Exercises to complete -
1: Copy the slimflor beam text from "Help appreciated." up to and including "the composite beam.".
2: In the slimflor beam text, what size of plate is welded beneath the 152x152x30 UKC in the typical combination?

## Start Text section

A common way of providing bearing for concrete floor-beams above ground level, is to create a "slimflor" style steel element, comprising an "I" beam with a steel plate welded beneath it (to extend the bottom flanges). The beam made, is usually fixed at both ends.

A typical combination might be 152x152x30 UKC with a 350x15mm plate welded beneath (6 or 8mm fillet welds), to extend the flanges on both sides.

enter image description here

Calculations for the "I" beam profile are easy - usual maximum deflection for a beam with the given load, and ensure checks for torsion/eccentricity are OK.

The steel plate width is also easy - the concrete floor beams require a certain bearing, usually defined in their specification documents. Typically 75 -200mm each side, plus a little for the beam web and for safety margin.

But the steel plate thickness, I can't find how this calculated. How do you know it needs to be 15mm thick, as opposed to 10,12, or 20 mm?

I can't find a document that authoritatively or convincingly summarises this calculation.

Help appreciated.


2 Answers 2


The steel beam is subjected to two conditions that are to be considered in the design:

  1. Composite with the concrete floor to carry the tributary floor load. You can find the plate thickness through the required properties of the composite beam.

  2. A built-up beam with the cover plate acting as the (cantilever) bearing support for the concrete strip in the direction transverse to the steel beam.

The thicker t from 1 or 2 above is the required thickness.

enter image description here

  • $\begingroup$ For clarity, it seems you are saying that one can actually assume (for design calc purposes) that the plate acts like a double cantilever, with each side conceived as either (1) a point load from the floor beams at the centre of the cantilever (your 3rd diagram), or (2) an equivalent UDL across the entire width of the cantilever. Is that correct? Is that how it should be done, under UK/Eurocode? $\endgroup$
    – Stilez
    Dec 22, 2021 at 0:05
  • $\begingroup$ Actually, this is a strange design, and I don't know if this is per the UK/Euro practice, but, I would consider the plate acts as the concrete floor/beam seat, otherwise, there is no need for that a wide plate below the concrete. $\endgroup$
    – r13
    Dec 22, 2021 at 0:14

Slimfloor composite beam is the tension part of the composite beam that has the floor slab as its compression part.

So its size has to be solved and calculated by applying the appropriate floor loads to the assembly of the concrete flange on top, steel on the bottom. Then Calculate the moment and shear, and plug in the depth and section properties of the steel beam, any additional tension section needed to balance the beam is the area of the plate.

## End Text section
## Start Records supplied

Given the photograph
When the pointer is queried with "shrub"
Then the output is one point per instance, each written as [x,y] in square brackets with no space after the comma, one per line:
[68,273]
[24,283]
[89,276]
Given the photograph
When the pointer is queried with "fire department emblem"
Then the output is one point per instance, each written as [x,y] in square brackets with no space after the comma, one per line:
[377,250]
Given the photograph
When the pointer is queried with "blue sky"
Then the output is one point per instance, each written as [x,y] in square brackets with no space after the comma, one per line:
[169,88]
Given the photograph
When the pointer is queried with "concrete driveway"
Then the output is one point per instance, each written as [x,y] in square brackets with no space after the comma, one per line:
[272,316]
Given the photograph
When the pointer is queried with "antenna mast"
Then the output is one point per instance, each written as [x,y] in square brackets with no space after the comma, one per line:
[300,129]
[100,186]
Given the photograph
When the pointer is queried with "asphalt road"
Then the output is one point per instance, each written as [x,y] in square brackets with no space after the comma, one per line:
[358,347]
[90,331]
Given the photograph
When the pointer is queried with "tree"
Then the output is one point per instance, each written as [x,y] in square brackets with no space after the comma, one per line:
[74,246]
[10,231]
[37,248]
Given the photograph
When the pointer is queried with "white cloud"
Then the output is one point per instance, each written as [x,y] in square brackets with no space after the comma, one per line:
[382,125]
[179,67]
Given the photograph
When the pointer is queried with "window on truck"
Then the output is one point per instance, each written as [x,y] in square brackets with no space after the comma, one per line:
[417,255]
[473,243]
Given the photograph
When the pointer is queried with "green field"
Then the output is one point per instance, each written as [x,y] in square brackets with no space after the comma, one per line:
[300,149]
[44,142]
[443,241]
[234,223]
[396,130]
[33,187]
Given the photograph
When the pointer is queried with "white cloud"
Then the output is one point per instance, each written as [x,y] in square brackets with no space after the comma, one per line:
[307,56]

## End Records supplied

Exercise solutions -
1:
Help appreciated.


2 Answers 2


The steel beam is subjected to two conditions that are to be considered in the design:

  1. Composite with the concrete floor to carry the tributary floor load. You can find the plate thickness through the required properties of the composite beam.

2: A 350x15mm plate, attached with 6 or 8mm fillet welds.